## Aim of the task
Give the records from the line with "find: white wall" through the end of the records as a two-column CSV with the columns item and boxes. Use one row per record, holding its text and its answer, and put each in a single quoted field with line breaks turned into spaces.

## Data supplied
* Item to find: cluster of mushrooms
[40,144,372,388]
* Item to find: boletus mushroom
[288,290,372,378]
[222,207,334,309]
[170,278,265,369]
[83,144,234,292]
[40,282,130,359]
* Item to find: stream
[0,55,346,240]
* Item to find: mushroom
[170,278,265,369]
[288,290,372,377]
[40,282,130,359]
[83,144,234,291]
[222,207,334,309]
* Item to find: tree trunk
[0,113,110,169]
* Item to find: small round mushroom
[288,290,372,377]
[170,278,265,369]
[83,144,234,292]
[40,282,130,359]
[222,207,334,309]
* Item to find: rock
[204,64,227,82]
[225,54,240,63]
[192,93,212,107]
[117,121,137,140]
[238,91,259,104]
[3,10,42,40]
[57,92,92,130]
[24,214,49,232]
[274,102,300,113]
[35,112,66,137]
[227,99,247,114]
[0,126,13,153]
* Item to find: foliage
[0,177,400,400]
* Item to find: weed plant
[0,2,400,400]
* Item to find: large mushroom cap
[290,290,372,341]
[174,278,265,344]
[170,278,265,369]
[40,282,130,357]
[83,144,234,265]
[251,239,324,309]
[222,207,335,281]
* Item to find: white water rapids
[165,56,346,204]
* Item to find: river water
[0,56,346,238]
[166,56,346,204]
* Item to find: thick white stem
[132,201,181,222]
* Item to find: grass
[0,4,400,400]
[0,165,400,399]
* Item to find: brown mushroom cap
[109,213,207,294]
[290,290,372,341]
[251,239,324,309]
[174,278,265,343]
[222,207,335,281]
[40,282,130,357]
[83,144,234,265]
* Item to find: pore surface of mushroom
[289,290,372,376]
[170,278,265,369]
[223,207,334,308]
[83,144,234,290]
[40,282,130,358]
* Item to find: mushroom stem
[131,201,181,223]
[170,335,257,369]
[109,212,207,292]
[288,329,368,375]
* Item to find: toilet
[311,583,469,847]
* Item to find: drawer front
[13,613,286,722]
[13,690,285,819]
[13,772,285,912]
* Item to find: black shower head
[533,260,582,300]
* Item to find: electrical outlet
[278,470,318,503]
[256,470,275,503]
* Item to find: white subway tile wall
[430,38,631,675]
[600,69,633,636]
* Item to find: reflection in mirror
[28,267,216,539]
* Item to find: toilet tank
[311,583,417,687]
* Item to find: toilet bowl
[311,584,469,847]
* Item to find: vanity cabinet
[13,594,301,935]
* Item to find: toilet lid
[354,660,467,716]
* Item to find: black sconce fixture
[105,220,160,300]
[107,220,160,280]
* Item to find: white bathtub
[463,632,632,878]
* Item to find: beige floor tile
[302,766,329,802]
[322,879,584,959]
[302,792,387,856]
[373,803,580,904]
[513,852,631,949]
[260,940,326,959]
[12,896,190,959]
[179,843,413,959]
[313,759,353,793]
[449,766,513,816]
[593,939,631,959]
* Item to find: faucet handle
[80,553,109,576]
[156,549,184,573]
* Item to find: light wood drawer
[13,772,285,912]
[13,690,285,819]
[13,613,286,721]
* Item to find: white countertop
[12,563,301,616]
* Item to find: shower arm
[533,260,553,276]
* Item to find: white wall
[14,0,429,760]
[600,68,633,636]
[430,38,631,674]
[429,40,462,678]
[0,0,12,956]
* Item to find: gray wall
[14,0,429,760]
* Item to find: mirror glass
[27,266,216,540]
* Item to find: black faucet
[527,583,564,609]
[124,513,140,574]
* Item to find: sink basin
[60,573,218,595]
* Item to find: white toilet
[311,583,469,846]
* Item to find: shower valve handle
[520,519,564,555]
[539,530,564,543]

## Solved exercise
item,boxes
"* Item to find: white wall","[14,0,429,760] [600,68,633,636] [430,38,631,674] [429,40,462,678] [0,0,12,956]"
"* Item to find: gray wall","[14,0,429,760]"
"* Item to find: mirror glass","[27,266,216,540]"
"* Item to find: black faucet","[527,583,564,609] [124,513,140,574]"
"* Item to find: sink basin","[60,573,218,595]"
"* Item to find: white toilet","[311,583,469,846]"
"* Item to find: shower valve handle","[520,519,564,555] [539,530,564,543]"